Gather every line of the listing below that contains the word "order". Copy each of those lines in full.

── Material provided ──

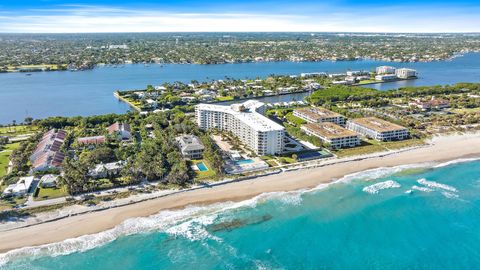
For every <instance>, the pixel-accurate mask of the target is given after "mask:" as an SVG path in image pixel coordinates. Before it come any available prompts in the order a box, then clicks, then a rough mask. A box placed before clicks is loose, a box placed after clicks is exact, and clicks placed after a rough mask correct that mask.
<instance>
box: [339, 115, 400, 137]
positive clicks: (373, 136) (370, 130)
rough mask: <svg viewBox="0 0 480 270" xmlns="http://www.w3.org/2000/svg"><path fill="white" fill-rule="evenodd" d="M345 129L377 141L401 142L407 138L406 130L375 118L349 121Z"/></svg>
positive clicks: (360, 119) (381, 120) (357, 118)
mask: <svg viewBox="0 0 480 270" xmlns="http://www.w3.org/2000/svg"><path fill="white" fill-rule="evenodd" d="M347 128H348V129H350V130H352V131H355V132H357V133H359V134H362V135H364V136H366V137H369V138H372V139H375V140H377V141H394V140H403V139H406V138H408V136H409V134H408V129H407V128H405V127H402V126H400V125H397V124H393V123H390V122H388V121H385V120H382V119H379V118H376V117H366V118H357V119H352V120H349V121H348V122H347Z"/></svg>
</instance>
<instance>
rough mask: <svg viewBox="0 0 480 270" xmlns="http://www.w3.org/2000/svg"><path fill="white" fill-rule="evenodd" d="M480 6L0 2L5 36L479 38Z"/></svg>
mask: <svg viewBox="0 0 480 270" xmlns="http://www.w3.org/2000/svg"><path fill="white" fill-rule="evenodd" d="M477 1H478V0H477ZM477 1H466V0H457V1H431V0H426V1H412V0H405V1H373V0H364V1H353V0H333V1H301V0H299V1H283V0H279V1H261V0H258V1H255V0H244V1H241V2H240V1H238V2H235V1H227V0H211V1H191V0H177V1H153V0H140V1H131V0H127V1H120V0H116V1H113V0H78V1H60V0H23V1H15V0H0V32H33V33H41V32H43V33H45V32H47V33H61V32H177V31H183V32H185V31H194V32H197V31H198V32H210V31H222V32H241V31H277V32H278V31H306V32H333V31H341V32H480V15H479V14H480V3H477Z"/></svg>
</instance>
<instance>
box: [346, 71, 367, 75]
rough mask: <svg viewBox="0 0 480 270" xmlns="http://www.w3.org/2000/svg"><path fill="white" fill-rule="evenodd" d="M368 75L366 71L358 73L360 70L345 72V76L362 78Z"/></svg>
mask: <svg viewBox="0 0 480 270" xmlns="http://www.w3.org/2000/svg"><path fill="white" fill-rule="evenodd" d="M368 74H369V73H368V71H360V70H353V71H347V76H363V75H368Z"/></svg>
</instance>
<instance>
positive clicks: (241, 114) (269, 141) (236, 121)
mask: <svg viewBox="0 0 480 270" xmlns="http://www.w3.org/2000/svg"><path fill="white" fill-rule="evenodd" d="M263 113H265V104H264V103H262V102H259V101H256V100H249V101H247V102H244V103H242V104H233V105H231V106H221V105H213V104H199V105H197V106H196V107H195V116H196V121H197V124H198V126H199V127H200V128H201V129H219V130H224V131H229V132H232V133H233V134H234V135H235V136H237V137H238V138H239V139H240V140H241V141H242V142H243V143H244V144H245V145H246V146H247V147H248V148H250V149H251V150H253V151H255V153H257V154H258V155H276V154H280V153H282V152H283V137H284V134H285V128H284V127H283V126H281V125H279V124H277V123H276V122H274V121H272V120H270V119H268V118H267V117H265V116H264V115H263Z"/></svg>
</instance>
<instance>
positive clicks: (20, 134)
mask: <svg viewBox="0 0 480 270" xmlns="http://www.w3.org/2000/svg"><path fill="white" fill-rule="evenodd" d="M37 130H38V127H37V126H25V125H20V126H11V127H0V136H17V135H21V134H28V133H34V132H35V131H37Z"/></svg>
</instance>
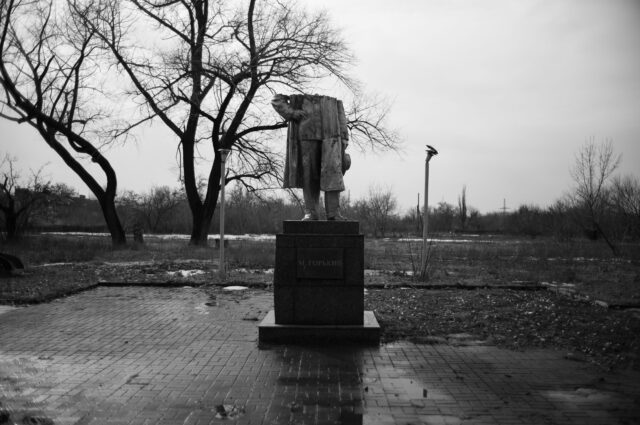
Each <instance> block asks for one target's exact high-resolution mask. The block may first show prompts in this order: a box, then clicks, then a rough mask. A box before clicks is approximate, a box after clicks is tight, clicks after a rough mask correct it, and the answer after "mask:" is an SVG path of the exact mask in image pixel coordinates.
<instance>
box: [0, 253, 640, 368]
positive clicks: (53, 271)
mask: <svg viewBox="0 0 640 425" xmlns="http://www.w3.org/2000/svg"><path fill="white" fill-rule="evenodd" d="M194 270H196V271H199V272H196V273H194V272H193V271H194ZM216 280H217V273H215V270H214V269H213V268H212V264H211V262H206V261H204V262H203V261H183V262H160V263H158V262H148V261H147V262H128V263H79V264H69V263H67V264H58V265H48V266H37V267H32V268H28V269H27V270H25V271H24V272H23V273H22V274H21V275H18V276H12V277H3V278H1V279H0V304H25V303H36V302H44V301H48V300H51V299H54V298H56V297H60V296H65V295H68V294H71V293H74V292H77V291H79V290H83V289H86V288H90V287H93V286H95V285H97V284H98V283H99V282H104V281H107V282H108V281H112V282H117V283H120V284H170V285H171V286H176V285H177V286H182V285H194V286H197V285H203V284H204V285H206V284H208V283H211V282H215V281H216ZM272 280H273V275H272V274H268V273H254V272H238V271H234V272H232V273H230V276H229V279H228V281H227V282H228V283H229V284H234V285H239V284H240V285H241V284H245V285H250V286H256V287H262V288H264V287H267V288H268V287H269V285H270V284H271V282H272ZM365 280H366V284H367V285H370V287H369V289H368V290H367V293H366V297H365V302H366V305H367V309H369V310H374V311H375V312H376V315H377V317H378V319H379V321H380V322H381V324H382V326H383V339H384V340H385V341H394V340H400V339H408V340H412V341H416V342H423V343H449V344H469V343H474V344H475V343H483V344H492V345H497V346H501V347H505V348H509V349H515V350H523V349H527V348H532V347H545V348H555V349H559V350H564V351H566V355H567V357H568V358H570V359H573V360H579V361H592V362H594V363H596V364H599V365H601V366H602V367H605V368H631V369H636V370H640V362H639V361H638V358H639V354H640V313H638V310H632V309H627V310H616V309H610V308H604V307H602V306H599V305H597V304H595V303H594V302H592V301H590V300H584V299H583V300H577V299H573V298H571V297H569V296H567V295H561V294H557V293H554V292H552V291H549V290H532V288H531V287H530V286H527V287H523V288H522V289H520V290H511V289H504V288H500V287H499V284H497V285H496V286H492V287H490V288H478V289H468V288H465V289H462V288H452V289H425V288H420V287H416V286H411V283H412V282H411V281H410V280H408V279H406V278H399V277H394V276H378V277H374V278H369V277H368V278H367V279H365ZM381 283H384V284H386V283H389V287H388V288H386V289H374V288H380V287H381V286H384V285H381ZM632 283H633V282H631V283H630V284H629V285H631V284H632ZM632 286H633V287H632V288H631V287H630V286H627V287H626V288H625V293H627V294H629V292H630V291H632V292H633V294H635V295H634V296H636V298H637V293H636V292H637V289H636V288H638V287H639V286H640V285H635V284H633V285H632ZM629 296H631V295H629ZM592 299H593V298H592Z"/></svg>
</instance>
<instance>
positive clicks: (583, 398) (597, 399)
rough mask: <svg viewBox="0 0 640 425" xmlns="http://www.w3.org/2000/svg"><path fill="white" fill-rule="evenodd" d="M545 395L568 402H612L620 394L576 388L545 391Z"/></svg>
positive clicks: (549, 397)
mask: <svg viewBox="0 0 640 425" xmlns="http://www.w3.org/2000/svg"><path fill="white" fill-rule="evenodd" d="M546 395H547V397H549V398H552V399H554V400H557V401H565V402H569V403H601V402H612V401H616V400H617V399H619V398H620V395H619V394H617V393H613V392H610V391H601V390H597V389H594V388H578V389H576V390H573V391H547V392H546Z"/></svg>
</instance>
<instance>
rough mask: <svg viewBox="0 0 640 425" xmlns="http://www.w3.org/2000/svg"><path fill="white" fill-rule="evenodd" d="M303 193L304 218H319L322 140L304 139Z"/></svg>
mask: <svg viewBox="0 0 640 425" xmlns="http://www.w3.org/2000/svg"><path fill="white" fill-rule="evenodd" d="M300 147H301V151H302V184H303V186H302V195H303V197H304V218H303V220H317V219H318V201H319V200H320V148H321V146H320V142H319V141H317V140H302V141H301V142H300Z"/></svg>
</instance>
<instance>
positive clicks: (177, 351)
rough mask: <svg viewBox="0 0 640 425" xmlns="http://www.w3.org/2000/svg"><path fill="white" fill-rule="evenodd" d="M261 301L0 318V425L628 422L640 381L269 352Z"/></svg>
mask: <svg viewBox="0 0 640 425" xmlns="http://www.w3.org/2000/svg"><path fill="white" fill-rule="evenodd" d="M271 308H272V294H271V293H269V292H266V291H257V290H251V291H242V292H239V293H238V292H237V291H232V292H231V293H229V292H227V293H224V292H223V291H220V292H219V293H217V294H216V296H215V297H210V296H209V295H207V294H206V293H205V291H204V290H203V289H196V288H173V289H167V288H165V289H160V288H149V287H146V288H134V287H120V288H113V287H112V288H107V287H99V288H96V289H94V290H91V291H88V292H84V293H81V294H77V295H74V296H71V297H68V298H64V299H60V300H57V301H54V302H51V303H47V304H40V305H34V306H29V307H23V308H18V309H13V308H4V309H2V310H0V424H2V425H4V424H12V423H17V424H22V423H29V424H216V423H238V424H289V423H290V424H414V425H415V424H635V423H640V376H639V375H640V374H638V373H631V372H629V373H617V374H612V373H607V372H603V371H602V370H599V369H597V368H596V367H595V366H593V365H590V364H588V363H583V362H575V361H569V360H565V359H564V358H563V355H564V354H565V353H564V352H556V351H549V350H539V351H533V350H527V351H523V352H516V351H509V350H502V349H498V348H496V347H491V346H482V345H471V346H464V345H462V346H454V345H446V344H436V345H416V344H412V343H395V344H387V345H382V346H380V347H353V346H352V347H348V346H347V347H345V346H342V347H338V346H335V347H329V346H325V347H299V346H282V345H279V346H277V345H273V346H263V347H259V346H258V343H257V337H258V328H257V327H258V324H259V321H260V320H261V319H262V318H263V317H264V315H265V314H266V313H267V312H268V310H270V309H271Z"/></svg>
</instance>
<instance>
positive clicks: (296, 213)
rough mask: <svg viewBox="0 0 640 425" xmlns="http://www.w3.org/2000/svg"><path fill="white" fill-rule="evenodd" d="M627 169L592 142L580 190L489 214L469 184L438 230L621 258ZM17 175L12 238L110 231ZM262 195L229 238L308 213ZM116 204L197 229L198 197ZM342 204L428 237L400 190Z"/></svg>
mask: <svg viewBox="0 0 640 425" xmlns="http://www.w3.org/2000/svg"><path fill="white" fill-rule="evenodd" d="M618 163H619V157H616V156H615V155H613V150H612V147H611V143H610V142H606V143H603V144H599V145H598V144H595V143H593V141H590V142H588V143H587V144H585V145H584V146H583V147H582V148H581V149H580V151H579V152H578V154H577V155H576V163H575V164H574V167H573V168H572V175H573V176H574V181H575V183H576V184H575V186H574V188H573V189H572V190H571V191H569V192H568V193H567V194H566V195H565V196H564V197H563V198H561V199H559V200H557V201H556V202H554V203H553V204H552V205H551V206H548V207H546V208H543V207H539V206H536V205H521V206H520V207H518V208H516V209H514V210H512V211H509V212H507V211H506V210H505V211H502V212H490V213H486V214H481V213H480V212H479V211H478V209H476V208H475V207H473V206H470V205H467V200H466V199H467V196H466V195H467V188H466V186H463V188H462V191H461V193H460V195H459V196H458V202H457V205H454V204H450V203H447V202H444V201H442V202H439V203H438V204H437V205H435V206H433V207H430V208H429V211H428V213H429V233H430V234H443V233H478V234H482V233H492V234H508V235H517V236H526V237H531V238H535V237H540V236H544V237H553V238H556V239H558V240H570V239H573V238H588V239H591V240H597V239H603V240H605V241H606V242H607V243H608V244H609V246H610V247H611V249H612V251H613V252H614V253H616V252H617V249H618V244H619V243H620V242H623V241H638V240H640V179H638V178H637V177H635V176H613V171H614V170H615V168H616V167H617V165H618ZM16 170H17V168H16V164H15V159H12V158H10V157H5V158H4V160H2V161H1V162H0V225H1V226H2V227H1V228H2V236H3V239H13V238H16V237H17V236H19V235H20V233H22V232H25V231H30V230H32V231H33V230H36V231H43V230H49V231H51V230H57V231H107V227H106V225H105V222H104V217H103V215H102V211H101V207H100V204H99V202H98V200H96V199H89V198H86V197H84V196H79V195H78V194H76V193H75V192H74V191H73V190H72V189H71V188H69V187H67V186H65V185H62V184H55V183H53V182H51V181H49V180H47V179H45V178H43V176H42V172H41V171H42V170H39V171H37V172H33V171H32V172H31V175H30V176H29V177H24V176H21V175H20V174H19V173H18V172H17V171H16ZM262 193H263V192H260V191H250V190H248V189H246V188H245V187H244V186H243V185H241V184H236V185H232V186H230V190H229V191H228V192H227V195H226V213H227V214H226V222H225V230H226V232H227V233H230V234H246V233H254V234H261V233H267V234H273V233H277V232H280V231H282V221H283V220H296V219H299V218H300V217H301V216H302V202H301V200H300V199H299V197H298V194H297V193H296V192H293V191H292V192H289V193H288V195H289V196H288V197H287V198H286V199H283V198H282V197H275V196H268V195H264V194H262ZM116 199H117V202H116V209H117V211H118V215H119V216H120V217H121V218H122V222H123V227H124V229H125V231H126V232H129V233H131V232H132V231H133V229H134V228H136V227H137V228H141V229H143V231H144V232H145V233H161V234H166V233H180V234H189V233H190V231H191V217H190V209H189V205H188V199H187V198H186V196H185V195H184V192H183V191H182V190H179V189H178V188H170V187H167V186H157V187H154V188H151V189H150V190H148V191H147V192H143V193H135V192H132V191H126V192H124V193H123V194H121V195H120V196H118V197H117V198H116ZM341 204H342V212H343V215H345V216H346V217H348V218H350V219H353V220H358V221H359V222H360V226H361V229H362V231H363V232H364V233H365V234H367V235H368V236H370V237H408V236H409V237H411V236H416V237H417V236H420V235H422V214H421V211H420V207H419V206H418V207H416V208H412V209H410V210H408V211H406V212H404V213H402V212H400V211H399V210H398V203H397V200H396V197H395V195H394V194H393V189H392V188H391V187H380V186H375V185H374V186H371V187H370V189H369V192H368V194H367V195H366V196H365V197H363V198H361V199H356V200H352V199H350V196H349V195H348V194H344V195H343V197H342V201H341ZM218 226H219V218H218V216H217V213H216V214H215V215H214V218H213V220H212V222H211V225H210V228H209V229H208V231H210V232H213V233H217V232H218V231H219V229H218Z"/></svg>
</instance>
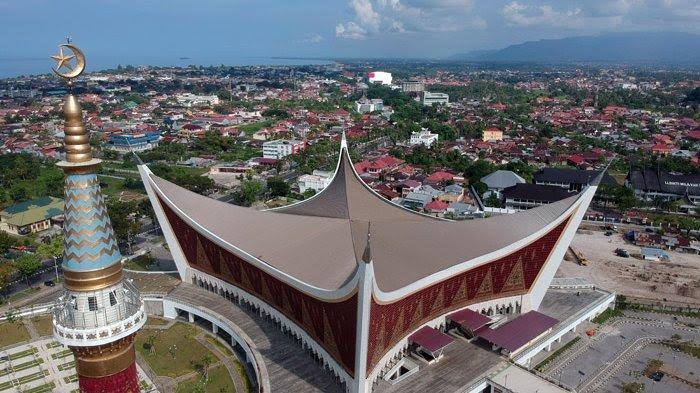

───

Task result:
For every <instance>, the pixel-accurate mask of the target is given after "mask:" as an SVG path in image pixel coordinates. Before it come any available prompts in the order a box, then clicks, then a rough mask. A box placed before clicks is loose, a box placed after clicks is exact, and clicks placed after a rough mask correct that mask.
Each <instance> block asks for one target's exact high-resolution mask. The block may first show prompts in this order: a box, then clicks, then a rough mask. A box before clicks is approximate, a box after clicks is tight, clicks after a rough mask correct it, and the answer after "mask:" is an SVG path of the exact mask in image pixel coordinates.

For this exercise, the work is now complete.